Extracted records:
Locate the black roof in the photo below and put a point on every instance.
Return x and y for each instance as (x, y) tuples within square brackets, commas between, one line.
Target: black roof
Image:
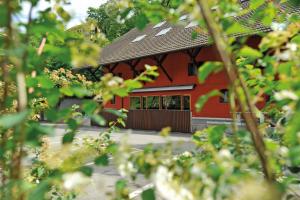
[(179, 37)]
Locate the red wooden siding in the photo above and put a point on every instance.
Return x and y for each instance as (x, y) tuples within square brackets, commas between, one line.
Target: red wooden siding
[(176, 64)]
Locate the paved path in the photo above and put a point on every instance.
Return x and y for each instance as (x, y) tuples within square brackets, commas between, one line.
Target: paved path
[(104, 178)]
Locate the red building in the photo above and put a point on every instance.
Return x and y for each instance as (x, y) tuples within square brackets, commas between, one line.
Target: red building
[(170, 100)]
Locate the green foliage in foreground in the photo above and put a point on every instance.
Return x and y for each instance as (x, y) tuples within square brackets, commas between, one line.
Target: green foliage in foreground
[(222, 163)]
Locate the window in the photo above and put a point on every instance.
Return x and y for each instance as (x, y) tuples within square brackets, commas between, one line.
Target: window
[(135, 103), (139, 38), (113, 100), (153, 102), (164, 31), (144, 99), (192, 69), (172, 102), (159, 24), (192, 24), (186, 102), (224, 98)]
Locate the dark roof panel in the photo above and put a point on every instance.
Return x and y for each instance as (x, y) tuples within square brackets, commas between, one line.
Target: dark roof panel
[(178, 38)]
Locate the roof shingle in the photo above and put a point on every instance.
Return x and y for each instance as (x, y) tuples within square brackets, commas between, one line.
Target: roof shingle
[(178, 38)]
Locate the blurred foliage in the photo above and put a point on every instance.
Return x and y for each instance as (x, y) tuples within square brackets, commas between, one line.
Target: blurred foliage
[(222, 164), (114, 22)]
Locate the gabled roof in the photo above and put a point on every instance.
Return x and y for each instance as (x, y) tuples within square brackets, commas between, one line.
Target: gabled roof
[(137, 44)]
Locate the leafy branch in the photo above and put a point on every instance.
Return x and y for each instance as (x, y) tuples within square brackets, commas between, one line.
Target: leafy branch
[(239, 87)]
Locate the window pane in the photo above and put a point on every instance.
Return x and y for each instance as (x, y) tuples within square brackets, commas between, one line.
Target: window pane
[(113, 100), (153, 102), (135, 103), (224, 98), (144, 103), (172, 102), (186, 102)]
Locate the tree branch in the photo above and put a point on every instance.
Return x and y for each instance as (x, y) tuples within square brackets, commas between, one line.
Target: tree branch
[(239, 87)]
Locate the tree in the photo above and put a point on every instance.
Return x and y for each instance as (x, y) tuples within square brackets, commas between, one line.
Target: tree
[(114, 22)]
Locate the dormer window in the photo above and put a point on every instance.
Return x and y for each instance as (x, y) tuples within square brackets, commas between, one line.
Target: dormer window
[(164, 31), (139, 38)]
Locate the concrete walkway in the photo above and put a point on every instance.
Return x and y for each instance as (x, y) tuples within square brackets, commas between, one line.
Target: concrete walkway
[(104, 178)]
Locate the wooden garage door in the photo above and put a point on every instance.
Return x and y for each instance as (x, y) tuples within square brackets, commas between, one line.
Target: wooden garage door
[(179, 121)]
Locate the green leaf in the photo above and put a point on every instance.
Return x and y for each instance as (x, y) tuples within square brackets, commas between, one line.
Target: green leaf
[(118, 113), (141, 21), (208, 68), (254, 4), (40, 191), (148, 194), (11, 120), (204, 98), (102, 160), (45, 82), (68, 138), (89, 107), (249, 52), (72, 124), (99, 119), (215, 134), (294, 155), (88, 171)]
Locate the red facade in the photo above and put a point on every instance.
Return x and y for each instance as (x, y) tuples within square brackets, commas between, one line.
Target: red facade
[(176, 64)]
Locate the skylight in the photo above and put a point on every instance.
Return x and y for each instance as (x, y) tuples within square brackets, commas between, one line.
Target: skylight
[(164, 31), (139, 38), (159, 24), (192, 24)]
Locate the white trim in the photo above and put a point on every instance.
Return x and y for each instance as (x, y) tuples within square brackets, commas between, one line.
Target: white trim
[(139, 38), (159, 24), (192, 24), (168, 88), (163, 32), (212, 118)]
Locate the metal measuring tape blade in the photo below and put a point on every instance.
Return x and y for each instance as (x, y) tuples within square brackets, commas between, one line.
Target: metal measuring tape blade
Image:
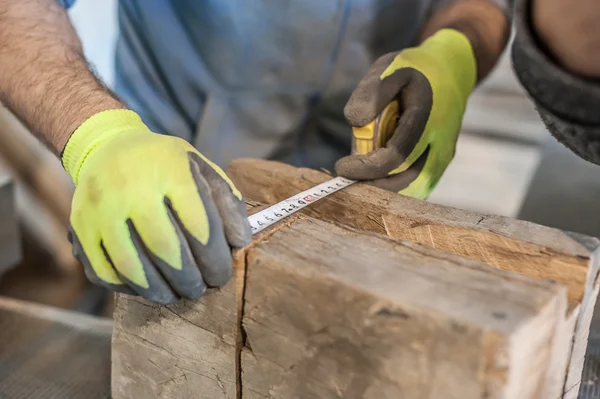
[(273, 214)]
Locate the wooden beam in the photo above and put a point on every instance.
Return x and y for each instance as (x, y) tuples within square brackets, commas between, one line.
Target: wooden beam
[(319, 310), (526, 248), (10, 239)]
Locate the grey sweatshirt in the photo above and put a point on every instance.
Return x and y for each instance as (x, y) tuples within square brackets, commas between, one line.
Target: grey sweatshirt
[(568, 104)]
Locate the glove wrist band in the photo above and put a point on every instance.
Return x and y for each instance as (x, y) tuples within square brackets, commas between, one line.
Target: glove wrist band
[(94, 132)]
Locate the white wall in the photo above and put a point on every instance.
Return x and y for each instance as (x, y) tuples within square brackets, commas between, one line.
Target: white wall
[(96, 23)]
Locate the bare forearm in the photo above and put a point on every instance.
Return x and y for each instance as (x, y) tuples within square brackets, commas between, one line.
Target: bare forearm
[(482, 22), (45, 79)]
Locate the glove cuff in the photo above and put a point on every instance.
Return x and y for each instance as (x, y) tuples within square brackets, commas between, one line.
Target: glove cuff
[(456, 52), (97, 130)]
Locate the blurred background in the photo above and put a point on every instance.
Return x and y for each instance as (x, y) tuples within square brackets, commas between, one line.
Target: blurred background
[(506, 164)]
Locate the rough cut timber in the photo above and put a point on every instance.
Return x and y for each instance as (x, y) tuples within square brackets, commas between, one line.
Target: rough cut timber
[(508, 244), (10, 241), (324, 311), (321, 310)]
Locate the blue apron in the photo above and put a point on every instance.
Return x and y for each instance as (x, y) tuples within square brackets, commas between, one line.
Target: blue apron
[(256, 78)]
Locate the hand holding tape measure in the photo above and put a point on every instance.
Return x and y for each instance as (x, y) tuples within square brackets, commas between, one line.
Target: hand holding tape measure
[(407, 112)]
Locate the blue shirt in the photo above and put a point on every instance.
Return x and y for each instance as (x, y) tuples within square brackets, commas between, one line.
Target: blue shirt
[(256, 78)]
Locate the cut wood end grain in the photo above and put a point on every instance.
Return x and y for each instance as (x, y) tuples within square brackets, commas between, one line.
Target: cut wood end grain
[(505, 243), (349, 299)]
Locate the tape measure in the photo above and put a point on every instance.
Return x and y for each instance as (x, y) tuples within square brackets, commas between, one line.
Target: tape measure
[(367, 138), (273, 214)]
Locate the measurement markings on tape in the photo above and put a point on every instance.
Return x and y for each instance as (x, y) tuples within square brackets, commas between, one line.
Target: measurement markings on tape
[(273, 214)]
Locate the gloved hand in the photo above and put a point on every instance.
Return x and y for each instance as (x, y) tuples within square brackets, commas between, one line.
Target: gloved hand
[(431, 84), (150, 215)]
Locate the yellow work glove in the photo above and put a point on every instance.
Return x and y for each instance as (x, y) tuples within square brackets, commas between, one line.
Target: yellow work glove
[(431, 84), (150, 215)]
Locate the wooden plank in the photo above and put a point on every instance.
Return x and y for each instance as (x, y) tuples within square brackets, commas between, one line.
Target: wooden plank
[(327, 311), (10, 240), (501, 242)]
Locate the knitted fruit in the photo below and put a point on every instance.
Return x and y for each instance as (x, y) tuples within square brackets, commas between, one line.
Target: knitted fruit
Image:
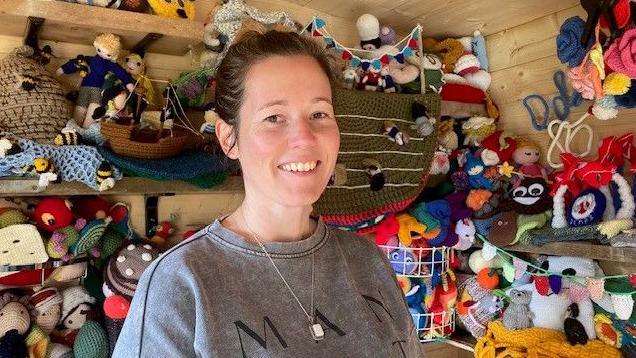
[(52, 214), (488, 278)]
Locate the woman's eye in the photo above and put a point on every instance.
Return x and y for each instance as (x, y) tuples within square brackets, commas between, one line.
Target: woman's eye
[(319, 115)]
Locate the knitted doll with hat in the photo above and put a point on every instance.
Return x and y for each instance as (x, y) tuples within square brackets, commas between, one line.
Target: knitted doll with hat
[(14, 323), (47, 308), (107, 47), (77, 304)]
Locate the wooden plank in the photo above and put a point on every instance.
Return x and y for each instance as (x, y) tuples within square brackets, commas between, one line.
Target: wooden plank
[(527, 42), (126, 186), (80, 23)]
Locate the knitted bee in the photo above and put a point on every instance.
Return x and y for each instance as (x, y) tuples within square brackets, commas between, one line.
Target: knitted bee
[(105, 178), (45, 169), (68, 137)]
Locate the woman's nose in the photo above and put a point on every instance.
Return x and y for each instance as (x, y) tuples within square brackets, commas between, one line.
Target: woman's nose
[(302, 133)]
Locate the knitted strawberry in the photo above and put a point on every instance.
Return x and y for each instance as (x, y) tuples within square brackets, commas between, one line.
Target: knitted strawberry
[(542, 284)]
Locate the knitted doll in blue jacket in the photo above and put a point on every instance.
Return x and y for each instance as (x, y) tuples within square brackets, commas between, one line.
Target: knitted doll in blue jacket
[(93, 69)]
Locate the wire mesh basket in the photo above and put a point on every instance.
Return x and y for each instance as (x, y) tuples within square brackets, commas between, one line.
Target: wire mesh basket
[(417, 261), (434, 326)]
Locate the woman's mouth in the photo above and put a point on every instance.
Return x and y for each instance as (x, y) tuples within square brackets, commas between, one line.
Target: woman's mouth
[(299, 167)]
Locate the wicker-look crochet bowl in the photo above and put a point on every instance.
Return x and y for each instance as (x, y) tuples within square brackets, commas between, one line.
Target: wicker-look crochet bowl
[(360, 116), (118, 138)]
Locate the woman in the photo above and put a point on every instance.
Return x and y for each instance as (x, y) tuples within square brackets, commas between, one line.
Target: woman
[(269, 280)]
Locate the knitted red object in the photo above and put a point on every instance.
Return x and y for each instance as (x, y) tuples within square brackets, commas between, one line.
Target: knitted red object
[(25, 278), (542, 284), (622, 14), (116, 307), (462, 93)]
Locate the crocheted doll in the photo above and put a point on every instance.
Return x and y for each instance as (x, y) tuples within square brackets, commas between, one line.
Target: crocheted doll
[(14, 323), (518, 315), (108, 47), (526, 156)]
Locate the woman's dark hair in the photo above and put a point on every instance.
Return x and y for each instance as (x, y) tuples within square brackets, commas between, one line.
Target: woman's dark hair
[(251, 48)]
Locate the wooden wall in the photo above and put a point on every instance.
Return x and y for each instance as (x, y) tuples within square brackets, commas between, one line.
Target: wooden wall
[(522, 62)]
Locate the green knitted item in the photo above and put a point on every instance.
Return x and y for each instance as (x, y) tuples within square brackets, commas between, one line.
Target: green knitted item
[(529, 222), (12, 217), (91, 341), (89, 236)]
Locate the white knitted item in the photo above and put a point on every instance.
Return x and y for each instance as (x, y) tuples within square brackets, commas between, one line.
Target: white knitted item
[(21, 245), (623, 306)]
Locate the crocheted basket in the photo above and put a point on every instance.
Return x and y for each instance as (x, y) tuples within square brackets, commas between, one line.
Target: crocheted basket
[(118, 139), (32, 102), (361, 116)]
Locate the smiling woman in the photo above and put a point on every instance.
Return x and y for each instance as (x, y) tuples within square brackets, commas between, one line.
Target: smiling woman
[(270, 279)]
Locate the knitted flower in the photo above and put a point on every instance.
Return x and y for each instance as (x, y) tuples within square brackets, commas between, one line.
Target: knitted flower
[(569, 48), (620, 55)]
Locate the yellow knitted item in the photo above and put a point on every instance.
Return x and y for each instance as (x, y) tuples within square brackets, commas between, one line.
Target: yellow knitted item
[(612, 228), (410, 224), (536, 343), (616, 84)]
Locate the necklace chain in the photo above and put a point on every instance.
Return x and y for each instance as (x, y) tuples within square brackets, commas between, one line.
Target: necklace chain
[(309, 317)]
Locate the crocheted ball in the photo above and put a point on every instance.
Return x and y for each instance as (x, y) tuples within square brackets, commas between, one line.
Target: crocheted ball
[(616, 83), (91, 341), (569, 48)]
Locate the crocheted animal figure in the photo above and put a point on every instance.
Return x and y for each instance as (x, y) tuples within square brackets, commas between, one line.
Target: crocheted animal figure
[(518, 314), (107, 47), (574, 330)]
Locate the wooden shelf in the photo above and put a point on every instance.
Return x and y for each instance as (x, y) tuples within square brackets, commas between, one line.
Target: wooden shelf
[(77, 23), (580, 249), (126, 186), (462, 339)]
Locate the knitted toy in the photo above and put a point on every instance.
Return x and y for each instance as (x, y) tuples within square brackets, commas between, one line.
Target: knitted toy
[(47, 308), (73, 163), (369, 31), (518, 315), (76, 306), (14, 323), (108, 47), (498, 148), (227, 20), (27, 90), (526, 155), (178, 9), (574, 330), (531, 196)]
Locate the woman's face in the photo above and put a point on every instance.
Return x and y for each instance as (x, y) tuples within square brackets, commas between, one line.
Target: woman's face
[(288, 136)]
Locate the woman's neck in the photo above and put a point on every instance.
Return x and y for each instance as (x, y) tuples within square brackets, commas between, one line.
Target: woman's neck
[(271, 223)]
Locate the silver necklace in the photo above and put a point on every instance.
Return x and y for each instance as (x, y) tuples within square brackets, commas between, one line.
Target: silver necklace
[(316, 330)]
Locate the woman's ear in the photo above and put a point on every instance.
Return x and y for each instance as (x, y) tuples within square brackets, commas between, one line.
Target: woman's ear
[(227, 138)]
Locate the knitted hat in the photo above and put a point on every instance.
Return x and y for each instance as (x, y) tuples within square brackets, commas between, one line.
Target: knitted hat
[(126, 266), (91, 341), (73, 297), (35, 112), (466, 64)]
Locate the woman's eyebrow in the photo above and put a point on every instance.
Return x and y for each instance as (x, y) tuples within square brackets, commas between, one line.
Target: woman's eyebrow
[(273, 103)]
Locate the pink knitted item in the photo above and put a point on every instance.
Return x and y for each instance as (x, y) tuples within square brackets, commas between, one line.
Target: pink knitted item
[(621, 55)]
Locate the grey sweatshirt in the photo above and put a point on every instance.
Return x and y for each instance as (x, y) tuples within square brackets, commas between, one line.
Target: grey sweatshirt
[(217, 295)]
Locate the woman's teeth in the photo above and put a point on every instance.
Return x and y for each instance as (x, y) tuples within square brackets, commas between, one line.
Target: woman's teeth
[(299, 167)]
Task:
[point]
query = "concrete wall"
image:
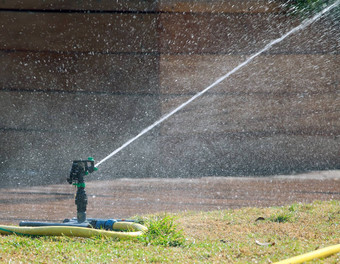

* AIM OF THE EXERCISE
Copy out everything from the line containing "Locate the woman's mouth" down to the line containing "[(269, 280)]", keeping every line unchanged.

* EXERCISE OUTPUT
Locate the woman's mouth in the photo above and put a point on every instance.
Return x and y for each instance as (x, y) tuples within square brackets, commas between, one line.
Target: woman's mouth
[(299, 167)]
Locate the wicker-look crochet bowl in the photo above and put a point on every instance.
Return x and y for each instance as (x, y) tuples within square brackets, commas between, one line.
Target: wicker-look crochet bowl
[(360, 116), (118, 138)]
Locate the woman in the photo above and put a point on every instance.
Return x and y for each instance as (x, y) tuples within square brackets, commas between, one line.
Target: woman
[(269, 280)]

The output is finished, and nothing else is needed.